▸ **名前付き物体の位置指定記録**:
▼▼▼

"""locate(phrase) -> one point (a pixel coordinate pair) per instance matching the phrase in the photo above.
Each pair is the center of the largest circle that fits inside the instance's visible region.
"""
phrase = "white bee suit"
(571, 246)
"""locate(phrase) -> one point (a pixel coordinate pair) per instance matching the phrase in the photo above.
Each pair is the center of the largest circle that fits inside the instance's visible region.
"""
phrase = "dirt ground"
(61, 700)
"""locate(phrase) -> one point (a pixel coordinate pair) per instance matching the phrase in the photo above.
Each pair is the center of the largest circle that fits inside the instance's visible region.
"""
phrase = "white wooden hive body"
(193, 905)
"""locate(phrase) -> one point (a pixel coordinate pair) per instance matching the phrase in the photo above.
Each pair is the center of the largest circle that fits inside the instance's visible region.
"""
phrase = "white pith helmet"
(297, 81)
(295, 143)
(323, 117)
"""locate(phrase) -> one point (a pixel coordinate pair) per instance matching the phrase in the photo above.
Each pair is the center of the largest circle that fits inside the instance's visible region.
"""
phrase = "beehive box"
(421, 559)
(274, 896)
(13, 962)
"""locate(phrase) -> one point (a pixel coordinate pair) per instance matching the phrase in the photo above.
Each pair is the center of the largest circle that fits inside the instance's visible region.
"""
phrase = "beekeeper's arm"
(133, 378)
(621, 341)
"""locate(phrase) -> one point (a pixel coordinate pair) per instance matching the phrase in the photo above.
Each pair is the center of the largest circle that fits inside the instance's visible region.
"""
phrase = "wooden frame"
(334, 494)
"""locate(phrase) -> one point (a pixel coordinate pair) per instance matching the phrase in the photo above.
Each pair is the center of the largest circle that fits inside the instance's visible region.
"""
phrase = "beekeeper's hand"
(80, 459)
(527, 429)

▲▲▲

▸ **課題の詳細**:
上のエントリから「wooden」という文字列を含む行をすべて見つけ、書き写すこと。大文字と小文字は区別する。

▸ **解答**:
phrase = "white wooden hive body"
phrase = "wooden frame"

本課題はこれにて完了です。